(Entries from a pointing dataset)
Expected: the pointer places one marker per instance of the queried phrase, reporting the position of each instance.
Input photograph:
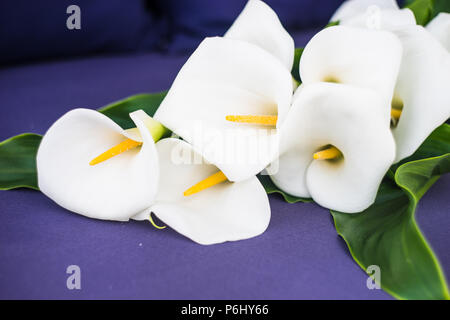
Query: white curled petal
(359, 57)
(225, 212)
(439, 27)
(115, 189)
(350, 119)
(423, 86)
(259, 24)
(351, 8)
(228, 77)
(291, 174)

### Exercise objective
Copy out the entries above word for word, leaving out the pictures.

### Correct response
Expected: the pointer places one marker per instance of the queried phrase, reporting the position of each instance.
Input photograph:
Query: white curled petal
(359, 57)
(225, 212)
(439, 27)
(115, 189)
(350, 119)
(423, 86)
(259, 24)
(351, 8)
(228, 77)
(291, 174)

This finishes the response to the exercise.